What you need to do: The response must be made up of the lines in the entries below that contain "plate".

Record extracts:
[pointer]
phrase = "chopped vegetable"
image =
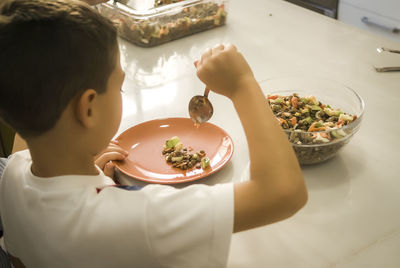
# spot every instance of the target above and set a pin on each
(181, 157)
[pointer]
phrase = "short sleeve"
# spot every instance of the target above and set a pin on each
(190, 227)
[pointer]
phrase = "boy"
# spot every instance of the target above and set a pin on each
(60, 81)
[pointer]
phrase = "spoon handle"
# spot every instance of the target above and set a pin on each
(206, 91)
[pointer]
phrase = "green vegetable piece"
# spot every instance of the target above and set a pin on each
(308, 120)
(336, 135)
(177, 158)
(277, 100)
(205, 162)
(331, 112)
(316, 108)
(172, 142)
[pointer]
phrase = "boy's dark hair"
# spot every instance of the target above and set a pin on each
(50, 52)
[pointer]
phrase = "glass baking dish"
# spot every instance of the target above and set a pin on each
(164, 22)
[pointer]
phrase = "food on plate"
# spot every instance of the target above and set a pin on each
(182, 157)
(158, 27)
(316, 130)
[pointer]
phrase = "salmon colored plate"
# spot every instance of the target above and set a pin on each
(145, 142)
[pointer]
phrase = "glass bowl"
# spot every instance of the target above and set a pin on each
(318, 146)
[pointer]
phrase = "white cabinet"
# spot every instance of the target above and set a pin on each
(379, 16)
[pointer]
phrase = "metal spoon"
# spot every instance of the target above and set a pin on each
(381, 49)
(200, 108)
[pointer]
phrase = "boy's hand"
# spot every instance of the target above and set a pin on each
(113, 152)
(223, 69)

Expected answer:
phrase = "food on plate"
phrase = "salmon colored plate"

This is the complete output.